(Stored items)

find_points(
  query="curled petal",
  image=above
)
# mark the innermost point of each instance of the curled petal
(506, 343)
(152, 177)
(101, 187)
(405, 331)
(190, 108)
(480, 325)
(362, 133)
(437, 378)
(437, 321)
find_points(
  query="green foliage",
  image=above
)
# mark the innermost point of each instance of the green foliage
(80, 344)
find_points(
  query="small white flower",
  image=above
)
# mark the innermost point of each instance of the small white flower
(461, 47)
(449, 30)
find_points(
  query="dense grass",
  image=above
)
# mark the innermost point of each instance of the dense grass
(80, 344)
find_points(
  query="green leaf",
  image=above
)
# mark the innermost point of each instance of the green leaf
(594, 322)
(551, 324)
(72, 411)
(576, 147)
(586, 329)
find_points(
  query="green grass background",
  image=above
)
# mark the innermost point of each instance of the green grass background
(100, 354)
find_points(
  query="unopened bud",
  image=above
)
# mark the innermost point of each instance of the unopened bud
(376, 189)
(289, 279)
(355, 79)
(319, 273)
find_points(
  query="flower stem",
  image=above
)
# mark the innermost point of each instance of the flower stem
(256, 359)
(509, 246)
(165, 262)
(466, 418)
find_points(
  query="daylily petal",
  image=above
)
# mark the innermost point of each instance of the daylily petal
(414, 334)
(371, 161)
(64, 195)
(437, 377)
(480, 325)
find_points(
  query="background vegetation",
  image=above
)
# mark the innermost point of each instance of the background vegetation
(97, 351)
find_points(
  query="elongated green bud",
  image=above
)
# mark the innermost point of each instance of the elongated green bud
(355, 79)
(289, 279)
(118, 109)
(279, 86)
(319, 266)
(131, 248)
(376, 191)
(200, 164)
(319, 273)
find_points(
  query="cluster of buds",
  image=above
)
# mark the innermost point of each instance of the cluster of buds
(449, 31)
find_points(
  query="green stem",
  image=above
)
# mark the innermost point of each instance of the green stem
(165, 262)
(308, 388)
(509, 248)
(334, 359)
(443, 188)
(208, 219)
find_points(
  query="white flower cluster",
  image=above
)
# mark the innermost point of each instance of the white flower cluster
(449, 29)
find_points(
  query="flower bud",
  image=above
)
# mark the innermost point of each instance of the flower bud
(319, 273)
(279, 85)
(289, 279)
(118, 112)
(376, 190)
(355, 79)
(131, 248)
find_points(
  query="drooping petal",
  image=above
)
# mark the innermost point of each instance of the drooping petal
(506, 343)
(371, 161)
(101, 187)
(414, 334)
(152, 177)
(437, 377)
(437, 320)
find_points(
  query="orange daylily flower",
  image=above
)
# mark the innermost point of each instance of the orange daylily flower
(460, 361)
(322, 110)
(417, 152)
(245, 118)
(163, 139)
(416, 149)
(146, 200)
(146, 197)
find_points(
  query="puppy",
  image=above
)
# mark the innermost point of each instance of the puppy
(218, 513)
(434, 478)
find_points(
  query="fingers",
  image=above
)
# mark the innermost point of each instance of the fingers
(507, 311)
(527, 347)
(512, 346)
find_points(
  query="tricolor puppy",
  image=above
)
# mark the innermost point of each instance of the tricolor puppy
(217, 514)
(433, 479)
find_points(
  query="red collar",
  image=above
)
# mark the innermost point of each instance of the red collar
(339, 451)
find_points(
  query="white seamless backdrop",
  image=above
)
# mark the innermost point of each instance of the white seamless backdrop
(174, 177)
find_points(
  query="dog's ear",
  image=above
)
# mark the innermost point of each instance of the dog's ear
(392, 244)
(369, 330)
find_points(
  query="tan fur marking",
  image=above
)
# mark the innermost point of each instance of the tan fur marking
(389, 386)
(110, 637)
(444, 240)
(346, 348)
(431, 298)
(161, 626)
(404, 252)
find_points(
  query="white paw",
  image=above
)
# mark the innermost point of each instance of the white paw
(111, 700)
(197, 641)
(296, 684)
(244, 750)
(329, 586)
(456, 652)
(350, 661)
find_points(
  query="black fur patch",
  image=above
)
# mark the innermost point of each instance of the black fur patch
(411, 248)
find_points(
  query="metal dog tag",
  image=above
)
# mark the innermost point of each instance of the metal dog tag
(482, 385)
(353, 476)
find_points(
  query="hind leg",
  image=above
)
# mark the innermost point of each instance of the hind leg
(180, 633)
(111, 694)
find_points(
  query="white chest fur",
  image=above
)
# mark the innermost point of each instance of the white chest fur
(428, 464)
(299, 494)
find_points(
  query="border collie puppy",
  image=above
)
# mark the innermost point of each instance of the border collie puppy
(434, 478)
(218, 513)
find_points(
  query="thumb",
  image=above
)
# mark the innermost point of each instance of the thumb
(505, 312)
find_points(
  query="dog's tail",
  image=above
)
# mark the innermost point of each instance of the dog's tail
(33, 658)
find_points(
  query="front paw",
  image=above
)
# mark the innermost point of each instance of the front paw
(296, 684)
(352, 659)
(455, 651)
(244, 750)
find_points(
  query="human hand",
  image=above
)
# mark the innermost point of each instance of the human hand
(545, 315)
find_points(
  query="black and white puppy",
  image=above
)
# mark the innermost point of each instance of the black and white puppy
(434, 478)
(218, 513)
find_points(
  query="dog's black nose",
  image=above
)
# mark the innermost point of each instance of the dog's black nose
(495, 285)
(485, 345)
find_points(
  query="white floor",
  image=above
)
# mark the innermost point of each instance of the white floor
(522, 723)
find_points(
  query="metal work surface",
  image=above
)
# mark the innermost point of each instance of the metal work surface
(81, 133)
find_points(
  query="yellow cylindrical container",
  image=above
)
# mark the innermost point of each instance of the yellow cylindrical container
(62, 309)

▶ [Task prompt]: Return every line of the records that contains the word "green", with case counting.

▶ [Final result]:
  query="green foliage",
# mark the innermost point of each instance of the green foliage
  query="green leaf",
# mark the innermost point of each instance of the green leaf
  query="green grass background",
# mark the innermost point of each instance of the green grass background
  query="elongated green bud",
# mark the innermost point of each instance of the elongated green bud
  query="green stem",
# mark the innermost point of each instance of the green stem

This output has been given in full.